- Task to carry out
Type out every line below exactly as it reads.

- Records shown
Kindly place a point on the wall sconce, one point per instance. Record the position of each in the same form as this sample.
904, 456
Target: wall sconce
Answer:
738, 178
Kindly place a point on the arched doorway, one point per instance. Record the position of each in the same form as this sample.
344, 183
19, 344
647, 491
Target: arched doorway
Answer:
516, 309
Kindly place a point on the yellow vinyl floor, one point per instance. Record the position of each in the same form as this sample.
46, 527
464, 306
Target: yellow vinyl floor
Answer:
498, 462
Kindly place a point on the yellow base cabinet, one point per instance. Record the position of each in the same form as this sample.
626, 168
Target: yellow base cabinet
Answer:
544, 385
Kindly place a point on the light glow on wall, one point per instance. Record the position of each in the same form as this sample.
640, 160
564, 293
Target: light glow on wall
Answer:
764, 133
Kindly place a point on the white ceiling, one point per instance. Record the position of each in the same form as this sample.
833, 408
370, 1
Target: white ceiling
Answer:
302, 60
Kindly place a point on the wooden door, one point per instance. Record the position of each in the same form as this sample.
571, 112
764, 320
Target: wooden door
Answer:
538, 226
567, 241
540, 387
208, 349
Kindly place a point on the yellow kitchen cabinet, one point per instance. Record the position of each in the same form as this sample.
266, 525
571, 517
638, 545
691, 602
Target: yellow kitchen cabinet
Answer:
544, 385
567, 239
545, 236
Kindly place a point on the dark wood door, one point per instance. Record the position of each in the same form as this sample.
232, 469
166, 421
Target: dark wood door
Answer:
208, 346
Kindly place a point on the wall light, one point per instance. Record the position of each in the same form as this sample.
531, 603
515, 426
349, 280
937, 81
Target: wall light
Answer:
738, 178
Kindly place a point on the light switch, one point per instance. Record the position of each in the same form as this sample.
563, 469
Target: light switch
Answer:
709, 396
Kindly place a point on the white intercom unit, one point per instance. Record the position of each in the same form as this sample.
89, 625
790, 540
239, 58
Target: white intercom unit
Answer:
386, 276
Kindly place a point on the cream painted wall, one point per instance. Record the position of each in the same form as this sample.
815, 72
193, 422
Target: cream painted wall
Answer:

- The answer
Kindly place a point on the wall sconce, one point per instance. Record the position of each in the same form as this sample.
904, 456
Target: wall sconce
Answer:
738, 178
Kindly place a point on the arched doorway, one point per instance. Record the position of each in the same form as this sample.
344, 183
19, 344
647, 491
Target: arched doorway
Answer:
516, 309
Kindly place a point on the yellow vinyl floor, one point per instance. Record the position of each in the same form as this sample.
46, 527
464, 306
Target: yellow vinyl floor
Answer:
498, 462
Kindly place a point on the yellow base cabinet, one point per instance. Record the position of each in the same form as this sample.
626, 168
Target: yellow base cabinet
Answer:
544, 385
Kindly place a point on the light glow on wall, one point per instance. Record the position of each in the same form as this sample.
640, 160
564, 293
Target: light glow on wall
Answer:
764, 133
Kindly place a point on the white ceiling, one point per instance. Record the position of each in the same form as this sample.
833, 408
370, 1
Target: white ceiling
Answer:
302, 60
Kindly place a point on the wooden door, one point per instance. Record the position of each in the same form as this sample.
571, 112
764, 320
Target: wooden door
Answer:
538, 226
567, 241
540, 387
208, 349
Kindly place a point on the yellow kitchen cabinet, one point per instance. Record the position of each in the same form as this sample.
266, 525
571, 517
638, 545
691, 602
Target: yellow kitchen cabinet
Answer:
544, 385
567, 239
545, 236
Kindly place a point on the dark wood door, one point per instance. Record the position of each in the same form as this sample.
232, 469
166, 421
Target: dark wood door
Answer:
208, 346
Kindly place a point on the wall light, one point per instance. Record the position of each in the same form as this sample.
531, 603
515, 426
349, 280
937, 81
Target: wall light
Answer:
738, 178
Kindly place a point on the light switch, one point per instance. Record the position of each in the same form as this sample.
563, 469
Target: light switch
Answer:
709, 396
Kindly place a point on the white intercom unit, one point per instance. Record the position of each in the same form as this sample.
89, 625
790, 540
239, 58
Target: white intercom unit
Answer:
386, 276
Kindly place a point on the cream painted wall, one point per instance. Record the position of each in the same form as this sample.
815, 72
193, 422
Target: cream painted wall
Answer:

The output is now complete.